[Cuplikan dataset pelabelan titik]
__________________________________________________

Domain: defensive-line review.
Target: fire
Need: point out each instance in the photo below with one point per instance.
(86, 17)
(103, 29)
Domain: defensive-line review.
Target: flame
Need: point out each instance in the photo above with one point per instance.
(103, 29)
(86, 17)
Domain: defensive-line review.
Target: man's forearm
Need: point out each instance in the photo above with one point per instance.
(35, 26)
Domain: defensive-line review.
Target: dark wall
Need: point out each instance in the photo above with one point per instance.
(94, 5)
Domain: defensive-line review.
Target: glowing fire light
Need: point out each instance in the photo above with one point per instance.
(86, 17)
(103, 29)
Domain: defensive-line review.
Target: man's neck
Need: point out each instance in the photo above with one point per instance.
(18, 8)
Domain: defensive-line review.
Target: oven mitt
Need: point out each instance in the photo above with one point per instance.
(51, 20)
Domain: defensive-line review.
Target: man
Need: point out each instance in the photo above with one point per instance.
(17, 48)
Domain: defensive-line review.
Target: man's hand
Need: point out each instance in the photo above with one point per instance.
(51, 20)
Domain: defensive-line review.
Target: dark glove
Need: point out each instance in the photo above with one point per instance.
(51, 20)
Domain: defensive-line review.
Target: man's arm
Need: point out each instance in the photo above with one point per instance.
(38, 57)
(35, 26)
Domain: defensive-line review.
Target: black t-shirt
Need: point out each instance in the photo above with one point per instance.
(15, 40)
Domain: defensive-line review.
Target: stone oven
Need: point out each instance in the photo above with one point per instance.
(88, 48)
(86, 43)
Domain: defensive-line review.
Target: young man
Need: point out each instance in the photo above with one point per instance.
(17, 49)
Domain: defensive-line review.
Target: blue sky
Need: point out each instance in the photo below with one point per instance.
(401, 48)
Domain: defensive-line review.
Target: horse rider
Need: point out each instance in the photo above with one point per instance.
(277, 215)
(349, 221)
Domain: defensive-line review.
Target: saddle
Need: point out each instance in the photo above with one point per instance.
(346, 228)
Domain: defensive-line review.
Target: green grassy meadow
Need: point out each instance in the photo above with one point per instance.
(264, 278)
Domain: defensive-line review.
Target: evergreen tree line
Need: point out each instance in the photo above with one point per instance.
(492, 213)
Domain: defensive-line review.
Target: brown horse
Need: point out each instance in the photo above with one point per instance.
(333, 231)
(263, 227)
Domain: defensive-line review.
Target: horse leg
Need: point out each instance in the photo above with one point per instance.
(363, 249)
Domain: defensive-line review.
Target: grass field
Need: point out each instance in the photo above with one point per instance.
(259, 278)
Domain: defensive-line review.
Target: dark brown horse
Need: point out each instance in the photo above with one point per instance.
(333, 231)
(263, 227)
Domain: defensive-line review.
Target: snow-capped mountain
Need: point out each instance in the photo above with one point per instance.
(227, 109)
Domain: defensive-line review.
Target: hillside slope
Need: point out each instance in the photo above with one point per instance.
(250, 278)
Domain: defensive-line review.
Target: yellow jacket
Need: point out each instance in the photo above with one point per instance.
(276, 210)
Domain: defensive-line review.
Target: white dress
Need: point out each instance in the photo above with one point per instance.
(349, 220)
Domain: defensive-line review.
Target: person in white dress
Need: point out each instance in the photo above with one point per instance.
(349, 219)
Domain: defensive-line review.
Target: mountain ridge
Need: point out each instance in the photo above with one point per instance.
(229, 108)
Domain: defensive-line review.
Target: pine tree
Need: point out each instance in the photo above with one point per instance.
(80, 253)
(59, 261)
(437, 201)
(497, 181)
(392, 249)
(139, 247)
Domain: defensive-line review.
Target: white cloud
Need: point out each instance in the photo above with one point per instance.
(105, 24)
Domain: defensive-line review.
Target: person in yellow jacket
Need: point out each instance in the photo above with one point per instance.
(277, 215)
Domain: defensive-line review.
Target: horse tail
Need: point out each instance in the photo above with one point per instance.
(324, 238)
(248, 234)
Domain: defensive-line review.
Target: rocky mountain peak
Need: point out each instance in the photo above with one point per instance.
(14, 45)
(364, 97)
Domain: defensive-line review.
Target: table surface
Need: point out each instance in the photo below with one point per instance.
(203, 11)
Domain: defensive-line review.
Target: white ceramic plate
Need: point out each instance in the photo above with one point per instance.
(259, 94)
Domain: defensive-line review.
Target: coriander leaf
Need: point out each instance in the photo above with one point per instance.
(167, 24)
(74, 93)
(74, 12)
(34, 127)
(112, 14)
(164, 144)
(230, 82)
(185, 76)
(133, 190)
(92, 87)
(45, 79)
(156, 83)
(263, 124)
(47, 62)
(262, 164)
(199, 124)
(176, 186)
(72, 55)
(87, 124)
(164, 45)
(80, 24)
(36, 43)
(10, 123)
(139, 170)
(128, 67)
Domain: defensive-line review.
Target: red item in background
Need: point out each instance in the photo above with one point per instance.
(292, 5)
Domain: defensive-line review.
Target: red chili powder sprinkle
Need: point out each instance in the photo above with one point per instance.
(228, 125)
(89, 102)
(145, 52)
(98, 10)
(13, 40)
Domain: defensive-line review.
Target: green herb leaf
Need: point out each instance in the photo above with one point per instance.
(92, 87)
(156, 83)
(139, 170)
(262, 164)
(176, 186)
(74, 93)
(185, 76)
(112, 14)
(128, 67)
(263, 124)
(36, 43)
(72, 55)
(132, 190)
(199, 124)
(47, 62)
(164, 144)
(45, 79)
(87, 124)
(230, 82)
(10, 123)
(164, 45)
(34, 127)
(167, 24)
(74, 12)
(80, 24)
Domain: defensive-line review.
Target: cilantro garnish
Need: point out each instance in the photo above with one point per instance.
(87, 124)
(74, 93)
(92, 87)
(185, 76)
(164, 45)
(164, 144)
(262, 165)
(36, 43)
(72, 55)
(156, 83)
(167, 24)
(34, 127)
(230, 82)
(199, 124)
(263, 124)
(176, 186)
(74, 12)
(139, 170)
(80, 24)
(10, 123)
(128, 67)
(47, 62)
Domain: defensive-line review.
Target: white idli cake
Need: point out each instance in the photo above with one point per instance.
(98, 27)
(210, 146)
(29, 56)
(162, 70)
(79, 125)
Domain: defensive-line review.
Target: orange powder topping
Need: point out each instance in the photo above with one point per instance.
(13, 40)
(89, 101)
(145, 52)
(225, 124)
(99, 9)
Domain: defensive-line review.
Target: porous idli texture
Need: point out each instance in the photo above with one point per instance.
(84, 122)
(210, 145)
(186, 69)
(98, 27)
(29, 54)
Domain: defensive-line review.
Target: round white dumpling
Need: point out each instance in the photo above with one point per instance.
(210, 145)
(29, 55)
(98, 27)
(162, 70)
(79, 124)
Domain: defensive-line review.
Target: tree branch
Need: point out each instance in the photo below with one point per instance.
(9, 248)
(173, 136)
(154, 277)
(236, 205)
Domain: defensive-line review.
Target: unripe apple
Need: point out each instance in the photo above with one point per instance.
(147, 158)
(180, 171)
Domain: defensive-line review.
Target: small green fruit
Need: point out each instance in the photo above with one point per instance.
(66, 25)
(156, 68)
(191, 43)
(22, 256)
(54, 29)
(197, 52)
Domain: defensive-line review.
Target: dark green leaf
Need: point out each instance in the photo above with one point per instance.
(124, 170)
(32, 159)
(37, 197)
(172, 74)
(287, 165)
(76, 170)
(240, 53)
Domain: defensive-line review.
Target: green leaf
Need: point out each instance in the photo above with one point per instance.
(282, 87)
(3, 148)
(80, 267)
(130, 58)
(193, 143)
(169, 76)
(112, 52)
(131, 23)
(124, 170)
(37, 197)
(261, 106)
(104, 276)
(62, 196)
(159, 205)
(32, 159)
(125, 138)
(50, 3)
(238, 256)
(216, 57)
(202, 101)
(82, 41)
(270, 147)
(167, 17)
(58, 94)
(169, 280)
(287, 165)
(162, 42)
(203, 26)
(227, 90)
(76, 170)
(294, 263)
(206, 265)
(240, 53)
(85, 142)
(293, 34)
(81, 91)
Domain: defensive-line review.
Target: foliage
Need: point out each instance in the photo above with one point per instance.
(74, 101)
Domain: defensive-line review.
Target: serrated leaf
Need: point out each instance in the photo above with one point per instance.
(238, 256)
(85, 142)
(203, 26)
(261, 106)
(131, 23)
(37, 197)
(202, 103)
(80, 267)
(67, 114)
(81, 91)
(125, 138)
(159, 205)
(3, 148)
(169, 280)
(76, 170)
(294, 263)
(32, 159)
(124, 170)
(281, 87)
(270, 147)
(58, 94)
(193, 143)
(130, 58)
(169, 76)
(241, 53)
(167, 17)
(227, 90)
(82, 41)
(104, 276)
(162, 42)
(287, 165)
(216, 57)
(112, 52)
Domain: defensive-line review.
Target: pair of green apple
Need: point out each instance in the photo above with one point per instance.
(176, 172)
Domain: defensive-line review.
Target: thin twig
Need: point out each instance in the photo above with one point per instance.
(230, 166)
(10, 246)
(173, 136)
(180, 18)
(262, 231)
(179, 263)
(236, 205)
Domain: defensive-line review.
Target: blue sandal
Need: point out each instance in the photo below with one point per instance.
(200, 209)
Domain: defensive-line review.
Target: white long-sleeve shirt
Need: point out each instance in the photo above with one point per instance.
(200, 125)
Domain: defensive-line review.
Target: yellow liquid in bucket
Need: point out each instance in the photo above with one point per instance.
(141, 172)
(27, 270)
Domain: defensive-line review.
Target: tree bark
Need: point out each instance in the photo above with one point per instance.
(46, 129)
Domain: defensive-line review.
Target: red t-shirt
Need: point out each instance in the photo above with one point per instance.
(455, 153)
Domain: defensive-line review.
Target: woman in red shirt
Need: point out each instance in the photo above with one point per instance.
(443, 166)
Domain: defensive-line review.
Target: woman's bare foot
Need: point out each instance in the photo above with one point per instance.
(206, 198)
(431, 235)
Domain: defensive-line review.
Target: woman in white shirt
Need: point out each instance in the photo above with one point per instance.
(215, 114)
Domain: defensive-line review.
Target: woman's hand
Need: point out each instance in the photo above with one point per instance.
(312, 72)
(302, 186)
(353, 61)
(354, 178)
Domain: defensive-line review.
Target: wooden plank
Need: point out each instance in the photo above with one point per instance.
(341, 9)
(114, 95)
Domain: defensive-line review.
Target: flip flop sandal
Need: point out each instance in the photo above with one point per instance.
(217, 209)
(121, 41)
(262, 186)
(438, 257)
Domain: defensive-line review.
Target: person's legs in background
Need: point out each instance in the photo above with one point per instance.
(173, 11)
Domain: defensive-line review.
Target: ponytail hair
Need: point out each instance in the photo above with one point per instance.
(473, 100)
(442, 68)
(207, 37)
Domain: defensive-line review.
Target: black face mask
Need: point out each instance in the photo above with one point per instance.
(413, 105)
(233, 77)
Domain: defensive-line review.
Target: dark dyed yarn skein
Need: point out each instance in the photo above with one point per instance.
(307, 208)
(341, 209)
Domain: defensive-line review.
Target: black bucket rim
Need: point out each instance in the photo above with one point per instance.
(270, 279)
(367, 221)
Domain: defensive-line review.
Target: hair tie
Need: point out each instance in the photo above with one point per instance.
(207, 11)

__________________________________________________

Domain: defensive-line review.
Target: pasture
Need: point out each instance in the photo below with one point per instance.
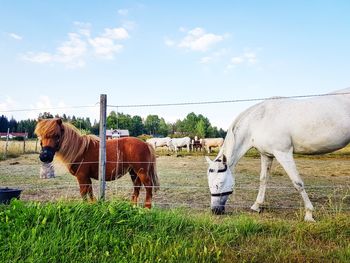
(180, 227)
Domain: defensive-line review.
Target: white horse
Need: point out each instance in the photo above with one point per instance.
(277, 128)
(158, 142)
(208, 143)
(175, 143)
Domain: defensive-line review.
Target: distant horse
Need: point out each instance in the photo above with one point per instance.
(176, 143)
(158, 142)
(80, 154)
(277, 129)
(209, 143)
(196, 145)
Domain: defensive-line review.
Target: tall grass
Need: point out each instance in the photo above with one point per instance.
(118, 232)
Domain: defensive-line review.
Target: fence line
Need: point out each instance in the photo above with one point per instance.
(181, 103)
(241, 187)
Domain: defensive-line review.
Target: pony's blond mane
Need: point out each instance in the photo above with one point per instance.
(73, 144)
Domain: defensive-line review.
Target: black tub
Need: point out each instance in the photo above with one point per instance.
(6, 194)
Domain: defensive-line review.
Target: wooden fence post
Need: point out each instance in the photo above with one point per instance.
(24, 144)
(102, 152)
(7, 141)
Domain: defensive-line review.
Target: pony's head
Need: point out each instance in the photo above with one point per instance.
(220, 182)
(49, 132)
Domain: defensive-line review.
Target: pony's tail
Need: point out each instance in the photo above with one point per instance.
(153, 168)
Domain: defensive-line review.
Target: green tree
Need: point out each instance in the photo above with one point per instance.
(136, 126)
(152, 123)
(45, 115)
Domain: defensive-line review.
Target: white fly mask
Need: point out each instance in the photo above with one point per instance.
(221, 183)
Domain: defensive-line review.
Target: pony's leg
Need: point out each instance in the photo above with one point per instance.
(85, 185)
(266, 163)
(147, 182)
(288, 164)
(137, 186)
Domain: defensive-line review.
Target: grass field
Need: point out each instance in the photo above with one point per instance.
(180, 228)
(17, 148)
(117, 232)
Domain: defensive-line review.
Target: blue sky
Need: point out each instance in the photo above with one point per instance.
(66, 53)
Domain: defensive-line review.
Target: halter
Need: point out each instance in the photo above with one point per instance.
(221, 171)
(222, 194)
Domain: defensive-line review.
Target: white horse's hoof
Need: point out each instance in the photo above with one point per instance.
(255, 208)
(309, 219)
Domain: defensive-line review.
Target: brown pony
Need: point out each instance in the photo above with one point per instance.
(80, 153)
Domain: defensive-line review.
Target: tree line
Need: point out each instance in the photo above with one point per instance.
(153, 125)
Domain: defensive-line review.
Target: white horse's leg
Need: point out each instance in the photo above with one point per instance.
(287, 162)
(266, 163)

__________________________________________________

#### TUGAS SINGKAT:
Berapa banyak baris dalam catatan di atas yang memuat kata "woman", dengan huruf besar dan kecil dibedakan? Tuliskan angkanya saja.

#### JAWABAN TUGAS:
4